◆ **Goal of the exercise**:
Please reproduce everything from the start of the records down to the line containing "[[[176,237],[154,237],[156,247],[175,248],[182,246],[182,239]]]", with "cargo ship" renamed to "freighter" and nothing else altered.

◆ **The records**:

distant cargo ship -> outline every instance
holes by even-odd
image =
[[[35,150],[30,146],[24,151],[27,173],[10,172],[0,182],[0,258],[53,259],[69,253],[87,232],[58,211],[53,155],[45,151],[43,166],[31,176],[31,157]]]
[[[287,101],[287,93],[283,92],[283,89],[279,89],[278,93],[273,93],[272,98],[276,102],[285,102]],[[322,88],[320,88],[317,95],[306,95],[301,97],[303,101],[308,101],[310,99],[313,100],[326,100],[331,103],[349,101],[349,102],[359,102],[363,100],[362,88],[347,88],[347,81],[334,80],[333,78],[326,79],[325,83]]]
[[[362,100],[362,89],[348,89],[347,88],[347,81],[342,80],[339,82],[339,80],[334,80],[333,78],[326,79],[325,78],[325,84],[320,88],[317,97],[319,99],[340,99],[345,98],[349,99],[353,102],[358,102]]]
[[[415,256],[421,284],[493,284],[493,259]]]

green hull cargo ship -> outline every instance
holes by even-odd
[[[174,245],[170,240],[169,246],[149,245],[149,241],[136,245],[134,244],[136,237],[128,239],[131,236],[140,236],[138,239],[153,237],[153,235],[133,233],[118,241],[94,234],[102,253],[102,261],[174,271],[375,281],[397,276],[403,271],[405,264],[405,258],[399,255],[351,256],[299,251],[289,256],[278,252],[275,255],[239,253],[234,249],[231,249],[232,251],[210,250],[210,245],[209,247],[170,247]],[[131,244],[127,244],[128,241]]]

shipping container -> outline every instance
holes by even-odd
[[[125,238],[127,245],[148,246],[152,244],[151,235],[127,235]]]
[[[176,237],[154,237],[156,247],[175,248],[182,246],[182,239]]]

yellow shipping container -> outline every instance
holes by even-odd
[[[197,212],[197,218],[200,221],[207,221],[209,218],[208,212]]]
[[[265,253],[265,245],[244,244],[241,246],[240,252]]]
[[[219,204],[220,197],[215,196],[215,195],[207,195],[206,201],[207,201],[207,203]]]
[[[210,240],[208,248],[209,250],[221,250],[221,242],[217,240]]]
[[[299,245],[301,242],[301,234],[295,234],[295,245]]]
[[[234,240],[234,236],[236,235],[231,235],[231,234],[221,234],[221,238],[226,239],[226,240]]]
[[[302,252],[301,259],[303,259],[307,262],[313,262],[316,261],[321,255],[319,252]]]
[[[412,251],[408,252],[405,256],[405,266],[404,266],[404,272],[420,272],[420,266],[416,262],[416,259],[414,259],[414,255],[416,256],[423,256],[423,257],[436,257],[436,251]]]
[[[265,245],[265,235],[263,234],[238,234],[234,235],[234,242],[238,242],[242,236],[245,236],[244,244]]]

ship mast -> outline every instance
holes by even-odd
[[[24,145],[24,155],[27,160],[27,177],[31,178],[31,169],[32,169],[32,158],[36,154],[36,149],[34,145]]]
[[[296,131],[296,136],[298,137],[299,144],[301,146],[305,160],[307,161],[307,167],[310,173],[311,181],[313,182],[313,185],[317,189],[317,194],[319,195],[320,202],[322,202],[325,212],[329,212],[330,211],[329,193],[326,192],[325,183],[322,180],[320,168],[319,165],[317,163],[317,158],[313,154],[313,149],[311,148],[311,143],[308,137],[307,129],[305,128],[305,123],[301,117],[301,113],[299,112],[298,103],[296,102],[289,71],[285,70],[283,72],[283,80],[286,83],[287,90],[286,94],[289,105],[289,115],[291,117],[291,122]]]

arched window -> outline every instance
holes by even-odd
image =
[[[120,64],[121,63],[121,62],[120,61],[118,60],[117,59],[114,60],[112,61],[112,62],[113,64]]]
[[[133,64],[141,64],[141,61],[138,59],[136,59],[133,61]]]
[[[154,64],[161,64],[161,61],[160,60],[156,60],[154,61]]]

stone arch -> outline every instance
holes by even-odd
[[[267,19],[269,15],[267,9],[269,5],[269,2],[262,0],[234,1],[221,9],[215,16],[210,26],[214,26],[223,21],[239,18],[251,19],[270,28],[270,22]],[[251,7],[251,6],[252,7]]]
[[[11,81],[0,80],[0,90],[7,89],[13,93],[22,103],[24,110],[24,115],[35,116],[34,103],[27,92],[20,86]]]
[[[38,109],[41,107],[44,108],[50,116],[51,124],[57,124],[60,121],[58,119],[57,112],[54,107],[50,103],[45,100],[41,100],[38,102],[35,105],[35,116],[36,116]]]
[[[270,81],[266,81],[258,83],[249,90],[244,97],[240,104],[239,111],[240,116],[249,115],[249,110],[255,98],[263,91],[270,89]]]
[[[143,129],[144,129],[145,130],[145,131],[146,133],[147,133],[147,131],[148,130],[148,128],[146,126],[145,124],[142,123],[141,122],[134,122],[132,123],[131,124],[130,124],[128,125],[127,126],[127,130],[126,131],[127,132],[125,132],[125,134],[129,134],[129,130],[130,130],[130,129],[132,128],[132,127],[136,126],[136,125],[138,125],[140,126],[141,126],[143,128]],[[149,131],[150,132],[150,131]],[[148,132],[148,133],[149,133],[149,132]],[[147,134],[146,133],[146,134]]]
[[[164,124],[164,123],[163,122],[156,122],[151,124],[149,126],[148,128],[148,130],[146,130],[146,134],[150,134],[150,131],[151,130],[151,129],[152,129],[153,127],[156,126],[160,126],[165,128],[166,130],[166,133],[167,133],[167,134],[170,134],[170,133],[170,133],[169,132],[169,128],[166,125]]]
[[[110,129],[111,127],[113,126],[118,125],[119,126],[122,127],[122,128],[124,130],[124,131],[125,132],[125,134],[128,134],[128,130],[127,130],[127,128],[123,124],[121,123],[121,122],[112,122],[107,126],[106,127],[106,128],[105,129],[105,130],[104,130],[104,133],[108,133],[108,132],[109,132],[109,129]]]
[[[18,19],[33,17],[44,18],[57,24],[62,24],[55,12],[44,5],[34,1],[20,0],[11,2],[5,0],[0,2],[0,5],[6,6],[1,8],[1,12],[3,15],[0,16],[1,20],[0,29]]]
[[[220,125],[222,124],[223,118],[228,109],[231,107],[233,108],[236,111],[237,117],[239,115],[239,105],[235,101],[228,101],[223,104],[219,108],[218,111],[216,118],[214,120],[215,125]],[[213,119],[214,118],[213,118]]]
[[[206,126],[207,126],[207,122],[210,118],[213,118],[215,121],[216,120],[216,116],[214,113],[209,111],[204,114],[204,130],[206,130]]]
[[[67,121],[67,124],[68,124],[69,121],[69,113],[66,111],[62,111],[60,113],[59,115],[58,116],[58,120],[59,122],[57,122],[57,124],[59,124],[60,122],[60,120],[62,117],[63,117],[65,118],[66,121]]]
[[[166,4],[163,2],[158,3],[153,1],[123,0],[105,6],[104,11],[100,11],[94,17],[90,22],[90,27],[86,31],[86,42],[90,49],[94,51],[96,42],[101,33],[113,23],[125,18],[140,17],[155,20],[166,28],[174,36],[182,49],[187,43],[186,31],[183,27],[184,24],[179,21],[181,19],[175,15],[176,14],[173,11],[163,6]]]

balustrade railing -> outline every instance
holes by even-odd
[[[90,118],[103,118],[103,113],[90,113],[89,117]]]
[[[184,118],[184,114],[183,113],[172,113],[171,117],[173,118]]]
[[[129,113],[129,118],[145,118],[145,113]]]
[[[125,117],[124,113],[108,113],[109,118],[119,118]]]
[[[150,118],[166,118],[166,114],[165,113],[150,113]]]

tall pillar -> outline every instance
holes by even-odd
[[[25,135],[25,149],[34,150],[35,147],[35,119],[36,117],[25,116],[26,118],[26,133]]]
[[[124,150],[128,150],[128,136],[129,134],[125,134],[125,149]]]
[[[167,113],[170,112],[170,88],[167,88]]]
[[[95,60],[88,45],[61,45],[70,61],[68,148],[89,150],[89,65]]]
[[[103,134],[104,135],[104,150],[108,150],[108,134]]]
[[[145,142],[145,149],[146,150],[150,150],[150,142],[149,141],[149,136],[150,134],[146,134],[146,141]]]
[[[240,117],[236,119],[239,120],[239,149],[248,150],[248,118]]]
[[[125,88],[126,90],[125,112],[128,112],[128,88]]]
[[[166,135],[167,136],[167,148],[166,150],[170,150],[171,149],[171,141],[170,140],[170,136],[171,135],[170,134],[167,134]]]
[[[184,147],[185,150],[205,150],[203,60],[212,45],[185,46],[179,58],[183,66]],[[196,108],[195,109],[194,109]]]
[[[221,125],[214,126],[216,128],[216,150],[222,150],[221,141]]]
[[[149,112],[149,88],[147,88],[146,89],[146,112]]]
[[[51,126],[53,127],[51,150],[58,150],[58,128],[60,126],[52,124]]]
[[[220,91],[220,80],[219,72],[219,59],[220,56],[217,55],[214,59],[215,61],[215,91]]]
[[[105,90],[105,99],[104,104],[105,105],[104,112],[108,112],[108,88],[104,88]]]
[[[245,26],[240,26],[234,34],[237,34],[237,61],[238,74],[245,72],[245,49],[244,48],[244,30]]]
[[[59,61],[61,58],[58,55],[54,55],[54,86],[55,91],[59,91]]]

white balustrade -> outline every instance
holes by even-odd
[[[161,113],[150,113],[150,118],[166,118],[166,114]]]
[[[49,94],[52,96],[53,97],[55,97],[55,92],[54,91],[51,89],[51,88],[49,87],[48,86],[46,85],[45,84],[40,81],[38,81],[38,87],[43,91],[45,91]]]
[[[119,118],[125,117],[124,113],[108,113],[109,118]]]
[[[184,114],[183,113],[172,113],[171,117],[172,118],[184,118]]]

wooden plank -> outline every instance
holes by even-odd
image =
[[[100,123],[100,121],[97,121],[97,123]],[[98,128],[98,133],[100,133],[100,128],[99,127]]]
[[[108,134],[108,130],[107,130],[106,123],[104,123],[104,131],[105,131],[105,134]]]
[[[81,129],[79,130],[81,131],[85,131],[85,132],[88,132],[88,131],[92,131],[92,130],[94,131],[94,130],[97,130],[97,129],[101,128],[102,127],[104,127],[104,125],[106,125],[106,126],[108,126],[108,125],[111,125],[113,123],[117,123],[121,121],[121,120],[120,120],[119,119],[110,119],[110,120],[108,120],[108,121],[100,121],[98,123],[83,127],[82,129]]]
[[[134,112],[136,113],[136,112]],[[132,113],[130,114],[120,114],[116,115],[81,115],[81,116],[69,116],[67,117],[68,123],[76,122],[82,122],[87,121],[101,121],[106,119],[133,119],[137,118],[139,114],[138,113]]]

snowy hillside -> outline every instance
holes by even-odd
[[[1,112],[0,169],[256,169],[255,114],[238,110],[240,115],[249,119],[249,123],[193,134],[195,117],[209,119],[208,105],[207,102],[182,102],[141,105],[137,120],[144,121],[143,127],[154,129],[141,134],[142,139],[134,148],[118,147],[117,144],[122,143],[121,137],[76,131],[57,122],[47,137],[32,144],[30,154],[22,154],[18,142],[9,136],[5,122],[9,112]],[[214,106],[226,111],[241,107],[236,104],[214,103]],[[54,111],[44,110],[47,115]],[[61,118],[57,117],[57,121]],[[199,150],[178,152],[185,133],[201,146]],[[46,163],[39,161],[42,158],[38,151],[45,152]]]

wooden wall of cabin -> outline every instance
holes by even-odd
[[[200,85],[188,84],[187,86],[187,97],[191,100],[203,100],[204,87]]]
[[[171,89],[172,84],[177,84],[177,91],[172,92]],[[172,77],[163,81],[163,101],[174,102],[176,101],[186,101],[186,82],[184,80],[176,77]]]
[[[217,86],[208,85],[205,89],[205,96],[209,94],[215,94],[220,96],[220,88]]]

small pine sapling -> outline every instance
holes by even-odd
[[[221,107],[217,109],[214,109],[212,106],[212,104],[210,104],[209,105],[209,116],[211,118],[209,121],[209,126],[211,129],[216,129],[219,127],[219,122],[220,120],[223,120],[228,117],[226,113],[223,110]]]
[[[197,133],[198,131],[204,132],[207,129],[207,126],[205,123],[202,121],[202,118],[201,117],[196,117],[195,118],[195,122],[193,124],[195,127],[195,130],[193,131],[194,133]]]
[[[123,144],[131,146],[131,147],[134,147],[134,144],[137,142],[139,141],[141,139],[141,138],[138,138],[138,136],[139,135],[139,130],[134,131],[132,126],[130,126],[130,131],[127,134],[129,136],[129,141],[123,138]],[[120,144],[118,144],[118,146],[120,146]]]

◆ **Task solution**:
distant freighter -> outline every instance
holes by even-odd
image =
[[[35,150],[30,146],[24,151],[27,173],[10,172],[0,182],[0,258],[53,259],[69,253],[87,232],[58,211],[53,155],[45,151],[43,166],[31,176],[31,157]]]
[[[287,101],[287,93],[283,92],[283,89],[279,89],[278,93],[273,93],[272,98],[276,102],[285,102]],[[322,88],[320,88],[317,95],[306,95],[301,97],[303,101],[308,101],[310,99],[313,100],[326,100],[331,103],[349,101],[349,102],[359,102],[363,100],[362,88],[347,88],[347,81],[334,80],[333,78],[326,79],[325,83]]]
[[[362,100],[362,89],[348,89],[347,88],[347,81],[342,80],[339,82],[339,80],[334,80],[333,78],[326,79],[325,78],[325,84],[320,88],[317,97],[319,99],[340,99],[345,98],[349,99],[353,102],[358,102]]]
[[[415,256],[421,284],[493,284],[493,259]]]

green hull freighter -> outline every instance
holes by even-odd
[[[174,245],[170,240],[169,246],[149,245],[149,241],[136,245],[134,244],[136,237],[128,239],[131,236],[140,236],[138,239],[153,237],[153,235],[133,233],[118,241],[94,234],[102,253],[102,261],[174,271],[375,281],[397,276],[403,271],[405,264],[405,258],[399,255],[351,256],[299,251],[289,256],[278,252],[275,255],[239,253],[234,249],[231,249],[232,251],[210,250],[210,245],[209,247],[170,247]],[[131,244],[127,244],[128,241]]]

shipping container -> outline every instance
holes by even-odd
[[[125,238],[127,245],[148,246],[152,244],[151,235],[127,235]]]
[[[176,237],[154,237],[156,247],[175,248],[182,246],[182,239]]]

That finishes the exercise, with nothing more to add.